## BEGIN

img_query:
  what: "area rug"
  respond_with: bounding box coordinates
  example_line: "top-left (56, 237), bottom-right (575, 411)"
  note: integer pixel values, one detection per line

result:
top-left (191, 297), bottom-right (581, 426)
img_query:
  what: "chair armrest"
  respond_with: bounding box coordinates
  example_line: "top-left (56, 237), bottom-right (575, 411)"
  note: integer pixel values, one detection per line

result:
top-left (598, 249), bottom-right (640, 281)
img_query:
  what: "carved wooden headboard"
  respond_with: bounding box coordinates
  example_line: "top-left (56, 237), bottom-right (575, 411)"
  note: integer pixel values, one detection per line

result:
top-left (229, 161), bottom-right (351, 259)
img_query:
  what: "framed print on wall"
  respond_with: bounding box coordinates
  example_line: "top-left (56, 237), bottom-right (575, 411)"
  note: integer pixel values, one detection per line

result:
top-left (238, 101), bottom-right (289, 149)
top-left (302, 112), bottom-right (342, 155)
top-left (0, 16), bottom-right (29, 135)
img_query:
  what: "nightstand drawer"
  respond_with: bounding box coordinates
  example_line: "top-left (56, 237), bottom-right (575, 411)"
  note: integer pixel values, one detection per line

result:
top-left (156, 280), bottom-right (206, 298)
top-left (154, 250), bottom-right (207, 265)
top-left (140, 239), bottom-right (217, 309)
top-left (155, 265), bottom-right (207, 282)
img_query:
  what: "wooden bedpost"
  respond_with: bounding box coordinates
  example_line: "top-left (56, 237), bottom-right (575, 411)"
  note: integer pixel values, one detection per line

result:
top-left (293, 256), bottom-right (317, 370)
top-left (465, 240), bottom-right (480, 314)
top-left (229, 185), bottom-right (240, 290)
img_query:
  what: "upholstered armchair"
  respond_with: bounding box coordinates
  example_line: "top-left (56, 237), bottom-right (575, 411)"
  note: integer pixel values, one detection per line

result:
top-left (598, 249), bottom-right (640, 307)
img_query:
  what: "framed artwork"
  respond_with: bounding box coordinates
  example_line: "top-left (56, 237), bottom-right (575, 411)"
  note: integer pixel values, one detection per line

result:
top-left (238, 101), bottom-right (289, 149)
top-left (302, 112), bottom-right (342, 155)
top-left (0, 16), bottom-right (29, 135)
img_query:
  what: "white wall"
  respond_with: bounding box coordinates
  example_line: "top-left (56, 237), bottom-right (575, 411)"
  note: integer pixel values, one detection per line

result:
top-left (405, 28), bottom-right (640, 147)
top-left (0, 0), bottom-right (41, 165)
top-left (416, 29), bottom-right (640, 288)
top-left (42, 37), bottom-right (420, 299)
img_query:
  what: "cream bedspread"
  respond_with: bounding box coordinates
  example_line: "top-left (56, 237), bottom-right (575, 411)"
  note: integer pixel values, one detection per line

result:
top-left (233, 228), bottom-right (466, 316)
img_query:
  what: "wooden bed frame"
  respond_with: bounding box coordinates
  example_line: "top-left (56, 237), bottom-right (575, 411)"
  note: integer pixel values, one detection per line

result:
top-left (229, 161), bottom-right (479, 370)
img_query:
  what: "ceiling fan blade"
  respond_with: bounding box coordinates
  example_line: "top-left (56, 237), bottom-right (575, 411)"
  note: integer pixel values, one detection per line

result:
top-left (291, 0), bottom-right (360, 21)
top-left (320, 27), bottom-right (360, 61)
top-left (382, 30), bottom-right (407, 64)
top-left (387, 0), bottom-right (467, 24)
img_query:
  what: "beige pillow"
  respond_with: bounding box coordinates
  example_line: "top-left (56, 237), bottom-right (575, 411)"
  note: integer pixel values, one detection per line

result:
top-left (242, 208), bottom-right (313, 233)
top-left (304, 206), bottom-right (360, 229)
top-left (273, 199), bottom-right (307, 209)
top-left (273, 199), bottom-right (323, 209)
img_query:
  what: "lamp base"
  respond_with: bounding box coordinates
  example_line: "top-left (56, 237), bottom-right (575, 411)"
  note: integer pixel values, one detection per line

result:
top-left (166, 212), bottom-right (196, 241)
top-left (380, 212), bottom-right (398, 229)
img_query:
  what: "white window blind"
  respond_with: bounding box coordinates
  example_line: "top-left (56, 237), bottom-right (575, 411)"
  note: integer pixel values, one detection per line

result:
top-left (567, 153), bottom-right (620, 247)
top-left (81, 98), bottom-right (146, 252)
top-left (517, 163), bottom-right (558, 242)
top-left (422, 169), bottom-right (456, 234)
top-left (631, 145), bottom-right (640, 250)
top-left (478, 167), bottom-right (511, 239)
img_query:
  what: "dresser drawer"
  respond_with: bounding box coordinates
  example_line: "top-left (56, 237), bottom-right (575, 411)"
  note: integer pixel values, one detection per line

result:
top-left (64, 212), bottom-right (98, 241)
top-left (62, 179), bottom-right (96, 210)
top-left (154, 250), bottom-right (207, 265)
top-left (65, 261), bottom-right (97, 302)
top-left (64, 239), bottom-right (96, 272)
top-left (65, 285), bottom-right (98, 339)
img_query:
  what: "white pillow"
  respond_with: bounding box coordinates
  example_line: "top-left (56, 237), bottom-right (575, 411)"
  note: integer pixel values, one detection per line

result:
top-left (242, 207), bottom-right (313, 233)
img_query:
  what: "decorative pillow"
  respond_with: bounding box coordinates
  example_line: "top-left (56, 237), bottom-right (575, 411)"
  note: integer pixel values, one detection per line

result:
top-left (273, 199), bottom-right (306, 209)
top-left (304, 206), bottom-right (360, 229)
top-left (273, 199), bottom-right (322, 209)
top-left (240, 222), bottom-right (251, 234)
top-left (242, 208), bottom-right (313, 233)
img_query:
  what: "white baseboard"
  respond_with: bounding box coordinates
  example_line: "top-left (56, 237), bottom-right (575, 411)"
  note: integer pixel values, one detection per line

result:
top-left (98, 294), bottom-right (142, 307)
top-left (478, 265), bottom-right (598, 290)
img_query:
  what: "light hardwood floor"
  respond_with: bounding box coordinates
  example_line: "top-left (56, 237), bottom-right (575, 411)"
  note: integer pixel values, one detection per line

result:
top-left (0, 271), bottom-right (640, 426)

## END

Problem to solve
Copy all of the lines above word for word.

Complete answer
img_query:
  what: "area rug"
  respond_with: bounding box coordinates
  example_line: "top-left (56, 237), bottom-right (575, 411)"
  note: integer pixel values, one detection per line

result:
top-left (191, 297), bottom-right (581, 426)
img_query:
  what: "chair armrest"
  respond_with: bounding box coordinates
  example_line: "top-left (56, 237), bottom-right (575, 411)"
  note: integer pixel values, one detection per line

result:
top-left (598, 249), bottom-right (640, 281)
img_query:
  what: "carved wooden headboard"
  respond_with: bounding box coordinates
  example_line: "top-left (56, 237), bottom-right (575, 411)"
  note: integer pixel values, one detection per line

result:
top-left (229, 161), bottom-right (351, 259)
img_query:
  what: "framed print on wall"
  respond_with: bounding box coordinates
  example_line: "top-left (56, 237), bottom-right (575, 411)"
  note: integer pixel values, one detection per line

result:
top-left (238, 101), bottom-right (289, 149)
top-left (302, 112), bottom-right (342, 155)
top-left (0, 16), bottom-right (29, 135)
img_query:
  what: "nightstand drawer"
  respond_with: bounding box coordinates
  example_line: "top-left (56, 237), bottom-right (575, 411)"
  note: integer pixel values, one detection per line

result:
top-left (156, 280), bottom-right (206, 298)
top-left (154, 250), bottom-right (207, 265)
top-left (140, 239), bottom-right (217, 309)
top-left (155, 265), bottom-right (207, 282)
img_query:
  what: "wooden bedpost"
  respond_with: bounding box coordinates
  example_line: "top-left (56, 237), bottom-right (575, 411)"
  note: integer pixel values, one detection per line

result:
top-left (293, 256), bottom-right (317, 370)
top-left (465, 240), bottom-right (480, 314)
top-left (229, 185), bottom-right (240, 290)
img_query:
  what: "upholstered armchair"
  respond_with: bounding box coordinates
  example_line: "top-left (56, 237), bottom-right (575, 411)"
  note: integer pixel values, one detection per line

result:
top-left (598, 249), bottom-right (640, 307)
img_query:
  what: "framed artwork"
  respond_with: bounding box coordinates
  example_line: "top-left (56, 237), bottom-right (575, 411)"
  note: integer pixel values, one detection per line

result:
top-left (238, 101), bottom-right (289, 149)
top-left (302, 112), bottom-right (342, 155)
top-left (0, 16), bottom-right (29, 135)
img_query:
  what: "white wall"
  respond_with: bounding box coordinates
  example_line: "top-left (56, 237), bottom-right (575, 411)"
  note: integer pixel values, one detection per line

result:
top-left (405, 28), bottom-right (640, 147)
top-left (0, 0), bottom-right (41, 165)
top-left (416, 29), bottom-right (640, 288)
top-left (42, 37), bottom-right (420, 299)
img_query:
  what: "cream bedspread"
  respond_with: bounding box coordinates
  example_line: "top-left (56, 237), bottom-right (575, 411)"
  note: integer pixel values, one detection per line

result:
top-left (233, 228), bottom-right (466, 316)
img_query:
  what: "wooden bed frame"
  respond_with: bounding box coordinates
  example_line: "top-left (56, 237), bottom-right (575, 411)"
  note: integer pixel values, one detection per line

result:
top-left (229, 161), bottom-right (479, 370)
img_query:
  what: "ceiling fan blade"
  respond_with: bounding box coordinates
  example_line: "top-left (56, 237), bottom-right (575, 411)"
  note: integer pixel values, one detection per line

result:
top-left (291, 0), bottom-right (360, 21)
top-left (320, 27), bottom-right (360, 61)
top-left (382, 30), bottom-right (407, 64)
top-left (387, 0), bottom-right (467, 24)
img_query:
  what: "beige pillow"
  respond_with: bounding box coordinates
  example_line: "top-left (56, 237), bottom-right (575, 411)"
  note: integer pixel values, one detection per line

result:
top-left (242, 208), bottom-right (313, 233)
top-left (304, 206), bottom-right (360, 229)
top-left (273, 199), bottom-right (307, 209)
top-left (273, 199), bottom-right (323, 209)
img_query:
  what: "lamp base"
  respond_with: bounding box coordinates
  example_line: "top-left (56, 237), bottom-right (575, 411)"
  note: integer pixel values, one detection per line

result:
top-left (166, 212), bottom-right (196, 241)
top-left (380, 212), bottom-right (398, 229)
img_query:
  what: "white window blind"
  respond_with: bounding box coordinates
  example_line: "top-left (56, 237), bottom-right (575, 411)"
  note: integer pixel values, one detection per line

result:
top-left (567, 153), bottom-right (620, 247)
top-left (81, 98), bottom-right (146, 252)
top-left (517, 163), bottom-right (558, 242)
top-left (422, 169), bottom-right (456, 234)
top-left (631, 145), bottom-right (640, 250)
top-left (478, 167), bottom-right (511, 239)
img_query:
  what: "dresser drawer"
  respond_with: bounding box coordinates
  example_line: "top-left (56, 237), bottom-right (575, 411)"
  note: integer pixel values, one detection per line

result:
top-left (64, 212), bottom-right (98, 241)
top-left (62, 179), bottom-right (96, 210)
top-left (154, 250), bottom-right (207, 265)
top-left (65, 261), bottom-right (97, 302)
top-left (64, 239), bottom-right (96, 272)
top-left (65, 285), bottom-right (98, 339)
img_query:
  what: "white pillow"
  respond_with: bounding box coordinates
  example_line: "top-left (56, 237), bottom-right (575, 411)"
  note: integer pixel values, one detection per line

result:
top-left (242, 207), bottom-right (313, 233)
img_query:
  what: "decorative pillow"
  respond_with: bounding box coordinates
  example_line: "top-left (56, 237), bottom-right (575, 411)"
  note: integer pixel values, one detection per line

result:
top-left (273, 199), bottom-right (306, 209)
top-left (304, 206), bottom-right (360, 229)
top-left (273, 199), bottom-right (322, 209)
top-left (240, 222), bottom-right (251, 234)
top-left (242, 208), bottom-right (313, 233)
img_query:
  what: "white baseboard"
  respond_with: bounding box coordinates
  example_line: "top-left (56, 237), bottom-right (575, 411)"
  note: integer pixel values, one detection per line

result:
top-left (98, 294), bottom-right (142, 307)
top-left (478, 265), bottom-right (598, 290)
img_query:
  what: "light hardwood floor"
  respond_with: bounding box coordinates
  example_line: "top-left (56, 237), bottom-right (575, 411)"
  note: integer pixel values, one detection per line

result:
top-left (0, 271), bottom-right (640, 426)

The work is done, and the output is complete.